**Records from a collection**
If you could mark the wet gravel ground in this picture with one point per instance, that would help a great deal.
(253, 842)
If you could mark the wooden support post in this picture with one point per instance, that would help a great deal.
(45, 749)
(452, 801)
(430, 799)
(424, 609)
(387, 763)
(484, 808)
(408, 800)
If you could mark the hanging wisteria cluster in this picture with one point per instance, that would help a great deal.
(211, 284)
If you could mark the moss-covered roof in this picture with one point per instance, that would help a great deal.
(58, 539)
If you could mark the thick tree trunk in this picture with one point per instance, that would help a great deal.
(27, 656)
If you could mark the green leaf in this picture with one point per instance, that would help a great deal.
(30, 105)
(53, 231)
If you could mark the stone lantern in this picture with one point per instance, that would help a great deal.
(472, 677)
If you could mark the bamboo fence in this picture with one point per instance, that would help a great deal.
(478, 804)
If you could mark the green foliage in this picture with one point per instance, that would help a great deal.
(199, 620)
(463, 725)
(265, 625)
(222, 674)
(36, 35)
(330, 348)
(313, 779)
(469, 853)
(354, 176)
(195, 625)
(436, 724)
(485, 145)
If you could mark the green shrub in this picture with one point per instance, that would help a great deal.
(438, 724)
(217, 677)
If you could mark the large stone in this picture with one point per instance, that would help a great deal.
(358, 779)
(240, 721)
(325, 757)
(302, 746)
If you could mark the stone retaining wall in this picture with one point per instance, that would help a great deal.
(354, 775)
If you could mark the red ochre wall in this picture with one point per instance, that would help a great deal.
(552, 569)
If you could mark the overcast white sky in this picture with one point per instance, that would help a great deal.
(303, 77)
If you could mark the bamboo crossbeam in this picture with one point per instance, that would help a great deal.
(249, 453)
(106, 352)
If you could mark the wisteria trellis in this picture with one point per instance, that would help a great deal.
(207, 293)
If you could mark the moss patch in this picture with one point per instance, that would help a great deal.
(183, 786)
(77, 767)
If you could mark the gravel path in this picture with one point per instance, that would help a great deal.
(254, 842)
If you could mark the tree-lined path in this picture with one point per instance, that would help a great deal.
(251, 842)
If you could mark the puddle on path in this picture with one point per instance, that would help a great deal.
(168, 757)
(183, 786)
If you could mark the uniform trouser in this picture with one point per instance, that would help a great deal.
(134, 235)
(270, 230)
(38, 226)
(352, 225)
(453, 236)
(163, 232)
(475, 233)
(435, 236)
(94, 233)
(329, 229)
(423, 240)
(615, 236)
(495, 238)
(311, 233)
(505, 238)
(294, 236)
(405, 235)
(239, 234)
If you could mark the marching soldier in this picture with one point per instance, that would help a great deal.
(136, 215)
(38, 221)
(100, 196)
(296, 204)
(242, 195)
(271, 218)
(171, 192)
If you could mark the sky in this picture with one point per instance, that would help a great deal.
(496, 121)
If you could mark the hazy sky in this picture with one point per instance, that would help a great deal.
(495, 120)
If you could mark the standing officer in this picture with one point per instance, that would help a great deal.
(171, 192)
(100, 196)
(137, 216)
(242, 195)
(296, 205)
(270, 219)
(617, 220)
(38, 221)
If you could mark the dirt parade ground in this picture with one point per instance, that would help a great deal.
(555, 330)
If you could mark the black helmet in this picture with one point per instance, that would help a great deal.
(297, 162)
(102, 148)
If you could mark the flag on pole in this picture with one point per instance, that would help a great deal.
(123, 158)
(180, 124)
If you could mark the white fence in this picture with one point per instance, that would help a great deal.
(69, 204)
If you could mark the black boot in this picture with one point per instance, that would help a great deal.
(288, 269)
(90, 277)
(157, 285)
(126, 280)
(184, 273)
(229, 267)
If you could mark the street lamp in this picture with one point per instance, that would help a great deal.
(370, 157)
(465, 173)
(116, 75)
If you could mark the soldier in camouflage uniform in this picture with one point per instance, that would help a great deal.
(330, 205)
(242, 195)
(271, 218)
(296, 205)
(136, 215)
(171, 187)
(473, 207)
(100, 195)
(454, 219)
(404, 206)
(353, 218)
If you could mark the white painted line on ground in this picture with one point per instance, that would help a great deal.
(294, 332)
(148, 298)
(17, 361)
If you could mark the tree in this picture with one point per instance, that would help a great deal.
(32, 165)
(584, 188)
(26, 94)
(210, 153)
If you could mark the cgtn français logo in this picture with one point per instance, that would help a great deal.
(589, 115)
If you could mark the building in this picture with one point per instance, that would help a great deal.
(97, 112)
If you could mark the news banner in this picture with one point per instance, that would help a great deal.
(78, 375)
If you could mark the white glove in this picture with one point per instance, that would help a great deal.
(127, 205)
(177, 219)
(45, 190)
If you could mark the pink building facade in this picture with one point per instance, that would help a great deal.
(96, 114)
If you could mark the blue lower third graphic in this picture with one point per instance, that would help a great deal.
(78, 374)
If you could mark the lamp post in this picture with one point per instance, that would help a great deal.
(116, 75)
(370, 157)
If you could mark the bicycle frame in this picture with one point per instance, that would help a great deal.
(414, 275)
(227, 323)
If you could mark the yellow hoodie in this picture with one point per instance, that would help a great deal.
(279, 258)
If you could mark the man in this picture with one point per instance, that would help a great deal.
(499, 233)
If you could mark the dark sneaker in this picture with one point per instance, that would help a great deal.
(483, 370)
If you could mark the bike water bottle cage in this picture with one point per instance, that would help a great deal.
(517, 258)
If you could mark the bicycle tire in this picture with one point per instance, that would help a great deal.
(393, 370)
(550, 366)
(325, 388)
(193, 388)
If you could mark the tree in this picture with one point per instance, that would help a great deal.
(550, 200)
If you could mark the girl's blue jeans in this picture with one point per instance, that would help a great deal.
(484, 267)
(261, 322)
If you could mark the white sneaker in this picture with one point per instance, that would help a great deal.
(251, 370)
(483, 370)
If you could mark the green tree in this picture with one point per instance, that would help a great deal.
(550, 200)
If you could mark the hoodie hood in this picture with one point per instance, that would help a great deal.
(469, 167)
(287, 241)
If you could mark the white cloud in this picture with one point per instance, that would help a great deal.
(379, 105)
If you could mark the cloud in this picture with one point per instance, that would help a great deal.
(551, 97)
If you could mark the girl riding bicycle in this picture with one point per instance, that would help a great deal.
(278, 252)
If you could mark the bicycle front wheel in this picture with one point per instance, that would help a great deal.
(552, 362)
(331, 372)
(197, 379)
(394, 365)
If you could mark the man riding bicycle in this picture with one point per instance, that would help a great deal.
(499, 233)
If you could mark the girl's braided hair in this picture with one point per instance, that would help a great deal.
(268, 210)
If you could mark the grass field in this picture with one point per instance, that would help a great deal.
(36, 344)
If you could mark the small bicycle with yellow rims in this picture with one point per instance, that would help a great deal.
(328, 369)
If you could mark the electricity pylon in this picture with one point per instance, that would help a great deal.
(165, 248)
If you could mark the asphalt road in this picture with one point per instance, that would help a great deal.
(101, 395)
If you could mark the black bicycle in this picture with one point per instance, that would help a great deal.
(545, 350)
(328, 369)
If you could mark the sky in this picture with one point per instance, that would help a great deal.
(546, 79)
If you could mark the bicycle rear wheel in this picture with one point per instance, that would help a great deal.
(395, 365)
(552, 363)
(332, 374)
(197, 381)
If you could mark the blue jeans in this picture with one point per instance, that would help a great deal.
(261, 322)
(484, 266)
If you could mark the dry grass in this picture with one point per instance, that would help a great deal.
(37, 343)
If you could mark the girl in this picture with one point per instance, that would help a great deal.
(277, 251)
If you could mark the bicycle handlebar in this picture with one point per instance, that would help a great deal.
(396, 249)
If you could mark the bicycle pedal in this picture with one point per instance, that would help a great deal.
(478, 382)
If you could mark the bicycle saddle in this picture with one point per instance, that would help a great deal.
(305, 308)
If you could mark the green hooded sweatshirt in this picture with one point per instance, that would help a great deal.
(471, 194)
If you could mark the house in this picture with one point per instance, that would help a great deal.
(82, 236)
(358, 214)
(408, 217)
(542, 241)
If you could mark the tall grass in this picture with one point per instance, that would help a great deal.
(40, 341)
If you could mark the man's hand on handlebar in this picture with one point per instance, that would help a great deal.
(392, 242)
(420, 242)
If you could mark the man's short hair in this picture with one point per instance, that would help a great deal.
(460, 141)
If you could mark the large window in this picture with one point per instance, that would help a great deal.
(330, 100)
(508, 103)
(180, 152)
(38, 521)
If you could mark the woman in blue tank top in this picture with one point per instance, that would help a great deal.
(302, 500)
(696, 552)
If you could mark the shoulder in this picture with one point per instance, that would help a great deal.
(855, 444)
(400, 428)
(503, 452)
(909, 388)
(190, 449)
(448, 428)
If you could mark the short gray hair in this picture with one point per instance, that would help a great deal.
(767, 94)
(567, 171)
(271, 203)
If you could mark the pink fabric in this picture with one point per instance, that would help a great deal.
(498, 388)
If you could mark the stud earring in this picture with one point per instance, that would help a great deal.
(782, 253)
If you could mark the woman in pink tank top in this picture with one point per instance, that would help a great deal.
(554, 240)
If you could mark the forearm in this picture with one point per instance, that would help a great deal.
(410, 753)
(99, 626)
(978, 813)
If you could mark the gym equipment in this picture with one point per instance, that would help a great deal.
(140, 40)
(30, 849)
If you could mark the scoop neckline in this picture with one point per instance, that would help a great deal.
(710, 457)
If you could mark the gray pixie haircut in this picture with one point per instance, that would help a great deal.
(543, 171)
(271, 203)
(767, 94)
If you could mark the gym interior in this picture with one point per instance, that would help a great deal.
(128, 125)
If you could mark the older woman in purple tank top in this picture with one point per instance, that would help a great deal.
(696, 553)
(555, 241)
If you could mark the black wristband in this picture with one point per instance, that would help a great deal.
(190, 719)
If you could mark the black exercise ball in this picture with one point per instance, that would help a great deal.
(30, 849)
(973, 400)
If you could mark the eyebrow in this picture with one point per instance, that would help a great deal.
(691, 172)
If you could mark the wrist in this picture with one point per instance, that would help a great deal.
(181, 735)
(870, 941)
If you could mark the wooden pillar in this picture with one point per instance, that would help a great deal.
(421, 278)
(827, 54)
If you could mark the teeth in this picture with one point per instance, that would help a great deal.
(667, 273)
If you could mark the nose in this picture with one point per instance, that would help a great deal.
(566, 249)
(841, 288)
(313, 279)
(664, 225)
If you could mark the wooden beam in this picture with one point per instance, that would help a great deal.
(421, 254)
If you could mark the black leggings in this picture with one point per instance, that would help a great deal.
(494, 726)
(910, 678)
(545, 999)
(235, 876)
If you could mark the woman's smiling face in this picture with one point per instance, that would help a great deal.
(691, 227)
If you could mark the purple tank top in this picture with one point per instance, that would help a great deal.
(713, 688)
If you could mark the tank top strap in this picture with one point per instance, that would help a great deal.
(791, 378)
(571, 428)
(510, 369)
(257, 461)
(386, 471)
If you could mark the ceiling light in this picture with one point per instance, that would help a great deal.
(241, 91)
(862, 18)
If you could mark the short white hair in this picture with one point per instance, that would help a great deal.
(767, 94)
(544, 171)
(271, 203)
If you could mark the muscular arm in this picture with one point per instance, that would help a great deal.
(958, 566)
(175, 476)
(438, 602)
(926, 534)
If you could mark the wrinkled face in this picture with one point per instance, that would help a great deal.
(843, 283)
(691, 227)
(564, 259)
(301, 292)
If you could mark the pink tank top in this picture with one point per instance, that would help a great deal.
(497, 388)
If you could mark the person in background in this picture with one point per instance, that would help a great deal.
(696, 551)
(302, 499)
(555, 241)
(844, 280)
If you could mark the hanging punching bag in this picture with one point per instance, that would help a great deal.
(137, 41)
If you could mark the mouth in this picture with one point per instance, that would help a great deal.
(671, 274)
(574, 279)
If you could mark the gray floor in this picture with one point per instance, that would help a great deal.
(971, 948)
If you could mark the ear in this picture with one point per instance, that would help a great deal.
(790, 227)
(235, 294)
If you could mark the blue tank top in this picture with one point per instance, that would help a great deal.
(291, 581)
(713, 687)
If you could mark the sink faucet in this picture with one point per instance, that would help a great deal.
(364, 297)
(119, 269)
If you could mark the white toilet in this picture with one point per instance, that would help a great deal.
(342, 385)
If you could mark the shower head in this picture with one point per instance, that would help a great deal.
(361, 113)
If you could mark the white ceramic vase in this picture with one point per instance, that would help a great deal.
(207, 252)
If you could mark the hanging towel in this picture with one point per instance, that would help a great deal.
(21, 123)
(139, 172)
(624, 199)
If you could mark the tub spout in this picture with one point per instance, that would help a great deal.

**DIRECTIVE**
Reproduce only the lines between the line containing "If you could mark the mouth" and the last line of the records, those two lines included, exactly.

**THE SOLUTION**
If you could mark the mouth in this picture with one point per instance, that would help a great deal.
(671, 274)
(574, 279)
If you could mark the gray floor in this picture with one point per instance, that would help a great deal.
(971, 948)
If you could mark the ear in this picture with one point per instance, that would help a great deal.
(790, 227)
(235, 294)
If you could mark the blue tank top in this picture with one point per instance, that would help a great deal.
(291, 581)
(713, 687)
If you could mark the sink faucet in this picture with one point per instance, that would help a great deal.
(364, 297)
(119, 269)
If you could mark the white toilet in this picture with one point per instance, that would help a great deal.
(342, 385)
If you could mark the shower head in this picture with one point per instance, that would help a great deal.
(361, 113)
If you could mark the white ceramic vase in this picture with one point per instance, that would help a great deal.
(207, 252)
If you could mark the hanging towel in this picture with one point per instance, that would help a great deal.
(21, 123)
(139, 172)
(624, 199)
If you could mark the tub spout in this picture with one point per instance, that would help a great deal.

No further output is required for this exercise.